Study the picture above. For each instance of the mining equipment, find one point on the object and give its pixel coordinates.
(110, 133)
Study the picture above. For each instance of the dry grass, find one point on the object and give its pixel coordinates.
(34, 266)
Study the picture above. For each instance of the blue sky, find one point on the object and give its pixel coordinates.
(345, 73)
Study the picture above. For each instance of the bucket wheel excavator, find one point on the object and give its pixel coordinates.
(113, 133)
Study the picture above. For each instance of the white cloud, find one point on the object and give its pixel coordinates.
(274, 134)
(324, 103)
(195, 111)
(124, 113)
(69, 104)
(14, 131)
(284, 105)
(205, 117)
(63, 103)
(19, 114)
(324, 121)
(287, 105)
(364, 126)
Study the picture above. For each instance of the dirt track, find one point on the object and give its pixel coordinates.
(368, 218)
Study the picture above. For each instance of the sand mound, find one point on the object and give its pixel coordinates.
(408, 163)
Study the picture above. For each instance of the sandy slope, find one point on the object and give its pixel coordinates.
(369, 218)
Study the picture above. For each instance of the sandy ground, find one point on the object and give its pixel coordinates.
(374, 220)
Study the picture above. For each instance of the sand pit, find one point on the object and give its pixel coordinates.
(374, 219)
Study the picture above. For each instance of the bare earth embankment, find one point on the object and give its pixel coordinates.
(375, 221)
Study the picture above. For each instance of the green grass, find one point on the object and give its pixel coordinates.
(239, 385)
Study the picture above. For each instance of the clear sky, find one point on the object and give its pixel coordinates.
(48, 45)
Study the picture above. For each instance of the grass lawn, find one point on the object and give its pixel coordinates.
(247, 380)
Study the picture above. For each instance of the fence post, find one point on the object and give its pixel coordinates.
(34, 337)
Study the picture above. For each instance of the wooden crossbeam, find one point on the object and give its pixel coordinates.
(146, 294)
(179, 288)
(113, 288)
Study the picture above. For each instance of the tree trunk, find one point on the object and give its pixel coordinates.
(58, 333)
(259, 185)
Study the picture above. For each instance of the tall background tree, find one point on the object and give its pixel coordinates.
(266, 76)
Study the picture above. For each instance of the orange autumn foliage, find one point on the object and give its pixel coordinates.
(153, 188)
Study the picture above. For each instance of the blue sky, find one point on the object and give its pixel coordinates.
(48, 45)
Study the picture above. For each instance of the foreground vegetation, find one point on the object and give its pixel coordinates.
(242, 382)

....

(What you are asked to do): Word for word, repeat each line of the listing.

(Task response):
Study the picture above. For each instance of the mining equipment, find one point on the object and give its pixel coordinates.
(110, 133)
Study the picture above. For each instance of the dry grass, find one point on the object and give its pixel coordinates.
(34, 266)
Study the picture above. For each instance of the blue sky, find one point on the object and give its pixel coordinates.
(345, 73)
Study the picture above. For each instance of the bucket wheel excavator, find one point on the object and give its pixel coordinates.
(113, 133)
Study the picture above. For each instance of the white cloud, find one point on the object and give its pixel coordinates.
(274, 134)
(324, 103)
(195, 111)
(124, 113)
(69, 104)
(14, 131)
(284, 105)
(205, 117)
(63, 103)
(19, 114)
(324, 121)
(287, 105)
(364, 126)
Study the picture above. For each instance of the dirt track, find one point on the object and give its pixel coordinates.
(368, 218)
Study the picture above. For each instance of the sand mound, find one point on the object and give its pixel coordinates.
(408, 163)
Study the picture above. For each instance of the sandy slope, find one point on the object and give its pixel coordinates.
(369, 218)
Study the picture above. For each instance of the sandy ground, find one point on the object and give its pixel coordinates.
(374, 220)
Study the picture above. For each instance of the sand pit, find one point on the object and give its pixel coordinates.
(374, 219)
Study the picture above. For each instance of the bare earth embankment, find one point on the object and give its pixel coordinates.
(375, 221)
Study the picture above. For each instance of the green grass, find one point on the object and give its pixel coordinates.
(239, 385)
Study the picture above. For each instance of the clear sky, find one point on the object and give its pixel coordinates.
(48, 45)
Study the picture above. For each instance of the grass lawn, find one point on the object and give its pixel coordinates.
(247, 380)
Study the picture above. For each instance of the fence post, find one point on the object and give its pixel coordinates.
(34, 337)
Study the picture above. For each instance of the wooden crossbeam, find one point on the object and give its pixel coordinates.
(146, 294)
(179, 288)
(113, 288)
Study the picture above. For each instance of the tree trunk, find one point on the object and give its pixel coordinates.
(58, 333)
(259, 185)
Study the picture above. For each instance of the tall background tree, find one point on the object and give its pixel coordinates.
(266, 76)
Study the picture above. For each instance of the orange autumn foliage, find one point on the object and give its pixel coordinates.
(153, 188)
Study the picture above. For each instance of the blue sky, find one point on the object and give its pixel coordinates.
(48, 45)
Study the picture above. For each instance of the foreground vegetation, find one point on the object and give its pixel coordinates.
(242, 382)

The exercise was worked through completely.